## Begin MATERIAL TO PROCESS

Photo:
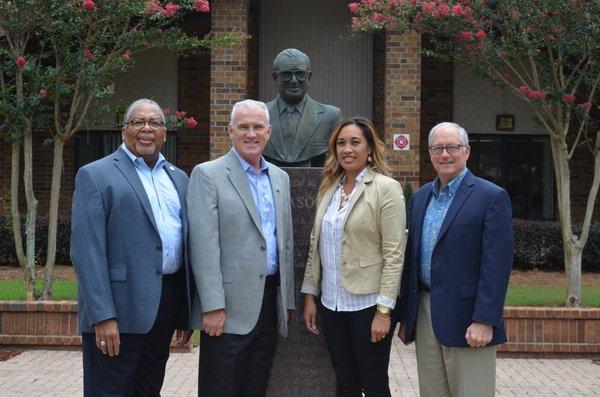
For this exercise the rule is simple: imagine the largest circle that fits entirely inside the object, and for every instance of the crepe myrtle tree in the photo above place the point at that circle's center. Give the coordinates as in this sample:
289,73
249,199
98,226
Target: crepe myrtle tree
58,58
545,52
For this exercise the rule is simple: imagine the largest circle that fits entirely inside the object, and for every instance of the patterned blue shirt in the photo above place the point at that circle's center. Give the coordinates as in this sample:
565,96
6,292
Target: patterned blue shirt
166,208
260,185
432,222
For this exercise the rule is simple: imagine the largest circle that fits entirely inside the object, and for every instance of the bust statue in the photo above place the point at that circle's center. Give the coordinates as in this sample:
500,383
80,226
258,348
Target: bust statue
300,125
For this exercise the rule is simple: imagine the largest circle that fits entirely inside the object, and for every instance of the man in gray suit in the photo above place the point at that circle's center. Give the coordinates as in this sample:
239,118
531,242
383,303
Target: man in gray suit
241,254
128,248
301,125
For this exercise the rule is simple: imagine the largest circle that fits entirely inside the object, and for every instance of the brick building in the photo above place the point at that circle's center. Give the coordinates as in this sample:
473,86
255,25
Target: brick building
382,77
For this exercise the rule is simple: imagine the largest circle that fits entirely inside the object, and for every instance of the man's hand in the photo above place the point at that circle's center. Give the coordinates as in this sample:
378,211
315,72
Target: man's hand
212,322
380,327
183,336
107,337
402,334
310,314
479,335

## End MATERIAL TO PROCESS

> STATED EXERCISE: Reproduce the data word for word, starting at the line containing "of the man's" and continuing through the final line of the data.

> ANSWER TO THIS TASK:
For this exercise the rule is simple: imagine the largest circle that fits entirely inside the object, and for every instance of the man's hand in the photo above place the point at that circle's center. Give the coordinates as in this sample:
378,211
315,72
Target: man's hand
212,322
380,327
183,336
107,337
402,334
310,314
479,335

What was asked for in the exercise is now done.